» **Stored records**:
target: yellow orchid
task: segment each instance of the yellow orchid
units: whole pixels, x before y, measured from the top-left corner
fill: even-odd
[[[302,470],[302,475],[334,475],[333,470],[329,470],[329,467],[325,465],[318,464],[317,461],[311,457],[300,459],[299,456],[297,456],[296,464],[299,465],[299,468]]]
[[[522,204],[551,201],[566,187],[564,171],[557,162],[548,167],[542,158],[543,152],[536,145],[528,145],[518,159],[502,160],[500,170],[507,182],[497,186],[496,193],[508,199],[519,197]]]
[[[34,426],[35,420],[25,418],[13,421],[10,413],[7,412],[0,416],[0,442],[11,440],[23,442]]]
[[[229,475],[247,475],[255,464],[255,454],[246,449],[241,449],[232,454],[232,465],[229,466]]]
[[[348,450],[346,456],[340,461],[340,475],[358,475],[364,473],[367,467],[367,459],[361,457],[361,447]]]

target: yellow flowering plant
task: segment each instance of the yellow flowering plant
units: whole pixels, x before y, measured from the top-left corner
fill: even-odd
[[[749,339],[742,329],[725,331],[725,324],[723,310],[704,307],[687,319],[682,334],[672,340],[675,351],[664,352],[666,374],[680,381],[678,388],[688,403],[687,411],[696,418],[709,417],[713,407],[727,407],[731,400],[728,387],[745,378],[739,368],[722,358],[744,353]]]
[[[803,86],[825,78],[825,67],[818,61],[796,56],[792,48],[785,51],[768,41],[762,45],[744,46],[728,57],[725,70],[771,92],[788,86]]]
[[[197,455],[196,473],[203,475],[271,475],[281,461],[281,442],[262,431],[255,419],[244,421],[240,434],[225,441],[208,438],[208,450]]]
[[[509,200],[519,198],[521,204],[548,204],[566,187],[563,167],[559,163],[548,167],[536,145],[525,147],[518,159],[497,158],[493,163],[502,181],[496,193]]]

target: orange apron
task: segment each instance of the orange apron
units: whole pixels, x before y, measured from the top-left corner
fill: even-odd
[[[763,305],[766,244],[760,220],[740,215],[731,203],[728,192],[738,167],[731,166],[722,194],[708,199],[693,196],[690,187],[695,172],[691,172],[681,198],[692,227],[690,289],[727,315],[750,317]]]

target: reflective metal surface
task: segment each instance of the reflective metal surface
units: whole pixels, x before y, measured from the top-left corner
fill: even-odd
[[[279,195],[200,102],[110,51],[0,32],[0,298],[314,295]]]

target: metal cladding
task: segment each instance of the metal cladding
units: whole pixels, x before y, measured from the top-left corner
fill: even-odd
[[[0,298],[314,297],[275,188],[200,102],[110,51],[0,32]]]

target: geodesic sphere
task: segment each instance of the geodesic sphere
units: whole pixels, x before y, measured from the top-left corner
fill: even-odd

» **What the exercise asks**:
Reproduce every line of the data without changing a word.

» **Output below**:
target: yellow orchid
task: segment each instance of the yellow orchid
units: whole pixels, x before y, measured from the top-left corner
fill: even-odd
[[[302,470],[302,475],[334,475],[333,470],[329,470],[329,467],[325,465],[318,464],[317,461],[311,457],[300,459],[299,456],[297,456],[296,464],[299,465],[299,468]]]
[[[522,204],[551,201],[566,187],[564,171],[557,162],[548,167],[542,158],[543,152],[536,145],[528,145],[518,159],[502,160],[500,170],[507,182],[497,186],[496,193],[508,199],[519,197]]]
[[[34,426],[35,420],[25,418],[13,421],[10,413],[7,412],[0,416],[0,442],[11,440],[23,442]]]
[[[229,475],[247,475],[255,464],[255,454],[246,449],[241,449],[232,454],[232,465],[229,466]]]
[[[348,450],[346,456],[340,461],[340,475],[358,475],[364,473],[367,467],[367,459],[361,457],[361,447]]]

target: yellow flowering plant
task: segment each instance of the yellow flowering plant
units: whole pixels, x before y, measured from the top-left corner
fill: even-odd
[[[749,339],[742,329],[725,331],[725,324],[723,310],[704,307],[687,319],[682,334],[672,340],[675,351],[664,352],[666,374],[680,381],[678,388],[688,403],[687,411],[696,418],[709,417],[713,407],[727,407],[731,400],[728,387],[745,378],[739,368],[722,358],[744,353]]]
[[[803,86],[825,78],[825,67],[818,61],[796,56],[792,48],[785,51],[768,41],[762,45],[744,46],[728,57],[725,70],[771,92],[788,86]]]
[[[197,455],[196,473],[203,475],[271,475],[281,461],[281,442],[262,431],[255,419],[244,421],[240,434],[225,441],[208,438],[208,450]]]
[[[509,200],[519,198],[521,204],[548,204],[566,187],[563,167],[559,163],[548,167],[536,145],[525,147],[518,159],[497,158],[493,163],[502,181],[496,193]]]

target: orange apron
task: segment each instance of the orange apron
units: whole pixels, x before y, measured from the top-left corner
fill: even-odd
[[[763,305],[766,244],[760,220],[740,215],[731,203],[728,192],[738,167],[731,166],[722,194],[708,199],[693,196],[690,187],[695,172],[691,172],[681,198],[692,227],[690,289],[727,315],[750,317]]]

target: reflective metal surface
task: segment each instance of the reflective metal surface
units: whole pixels, x before y, measured from the top-left corner
fill: even-odd
[[[279,195],[200,102],[110,51],[0,32],[0,298],[314,295]]]

target: metal cladding
task: segment each instance of the metal cladding
units: whole pixels, x before y, measured from the top-left corner
fill: even-odd
[[[0,298],[314,297],[275,188],[200,102],[110,51],[0,32]]]

target: geodesic sphere
task: segment each instance of the geodesic sphere
units: whole pixels, x before y, measured from the top-left corner
fill: even-odd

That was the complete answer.